(Passage for review)
On Friday night, I joined likely millions of people world wide, watching musical-made-into-movie Les Miserable’ on the big screen. Having seen the Broadway version, I was eager to get a sense of how it would match up. Hearing raves and a few downer reviews about Russell Crowe’s less than stellar vocal range, I walked into the theater with my friend Barb with whom I had seen the show, and an open mind, but alas, no tisssues. I told her as we applauded at the end and wiped our eyes, that it would be a great idea for them to be available at the box office. Les Misérables is now the world’s longest-running musical, seen by over 60 million people in 42 countries. Add to it the numbers who have streamed into the theaters and the legend continues. I can imagine more than a few little statues coming home with the stars and film-makers of this epic portrayal of love, uprising, slavery, grace and forgiveness.
For those who may not know the story line, Victor Hugo’s classic and in some people’s opinion, one of the most important novels in human history, centers around the hero Jean Valjean who at the start of the movie, exhibits super human strength physically and mentally after serving 19 years for stealing a loaf of bread to feed his starving nephew. His nemesis is Javert who even after he is paroled, persues him doggedly. Once he leaves the galley of the ship on which he was forced to serve, he travels on foot, begging for food, shelter and honest work. He finds little of those things and after being taken in by a cleric, he steals silver which he plans to sell to survive. Caught by police, he is brought back to the house at which the Monseignor pretends that he had given the precious items to Valjean and gives him two candlesticks as well, saying he had forgotten to take them in his haste to leave. Awed by the grace exhibited by this man, he dedicates himself to God and to becoming a force for good. He dis-associates himself from his criminal past, going so far as to tear up his ID papers; thus breaking parole and taking on a new persona, that of Monsieur Madeleine, mayor of Montreuil sur Mer and a wealthy factory owner. As he is walking through town, he sees that a man is pinned beneath a wagon and goes over to assist. He lifts the wagon off the man and is observed by Javert, the newly appointed constable who has seen only one other person in his life exhibit that degree of strength, so he has his suspicions of who this man really is.

(Collected data)
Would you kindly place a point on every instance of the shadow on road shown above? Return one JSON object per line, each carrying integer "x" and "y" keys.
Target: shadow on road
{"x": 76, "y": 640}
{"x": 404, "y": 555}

(Directions for this task)
Pick up the Les Misérables movie review after its last sentence and keep writing it. The data has no connection to the text above.

(Result of this task)
On an auspicous day, one of his workers named Fantine who is the single mother of a young girl named Cossette is outsted from her job and forced to live on the streets, sell her hair, two teeth and her body. Her daughter is in the dubious care of two unscrupulous innkeepers who extort her for money. One night, Valjean/Madeleine witnesses her being harrassed by a potential customer, as she lashes back and scratches the man’s face. About to be hauled off to jail by Javert; he intervenes and takes her to a hospital. There, as she lay dying, she tells him about her daughter who he then vows to care for since he had not spoken up when she was unjustly dismissed from his factory, because she would not acede to the lustful desires of a foreman. He goes to collect the girl who fantasizes about a different life than the one of abuse and deprivation at the hands of the innkeepers. There is another child in the house as well, named Eponine who is their daughter; treated like a princess. When Valjean arrives, he gives the couple more money than they deserve but enough to whisk Cossette to a semblance of safety. Because of his past, he is still hyper-vigilant and wary of staying out of Javert’s sight. As karma would have it, they were taken in by the man Valjean had rescued from under the wagon years earlier.
On a broader scale, the country is now in revolution since poverty has become the norm and one of the revolutionaries is a young man named Marius who falls in love with the now young woman Cossette. Eponine, who is also grown sees Marius as an unrequited love interest. Cossette is now wealthy and Eponine is forced to beg on the streets. She too joins the revolution and although her heart is breaking, becomes the go-between for the two lovers. Tensions are heating up and the students erect a barricade that also becomes their place of death.
More of the plot involves an opportunity for Valjean to show mercy to Javert, for Marius and Cossette to marry and for forgiveness to take place. What has moved me about the story is its emphasis on the idea that love in and of itself is a redemptive force that overcomes fear, anger, revenge and even the word of law. While Javert viewed his role as keeper of the peace and enforcer of the the law, it was the ‘petty’ criminal Valjean who lived the more exemplary life in terms of his ability to care for those who could at the moment, not be seen as doing him any particular good. His unveiling of his ‘wrong-doings’ to Cossette and Marius are overshadowed by the fact that he saved several lives, including that of Marius who was the only one who survived the barricades.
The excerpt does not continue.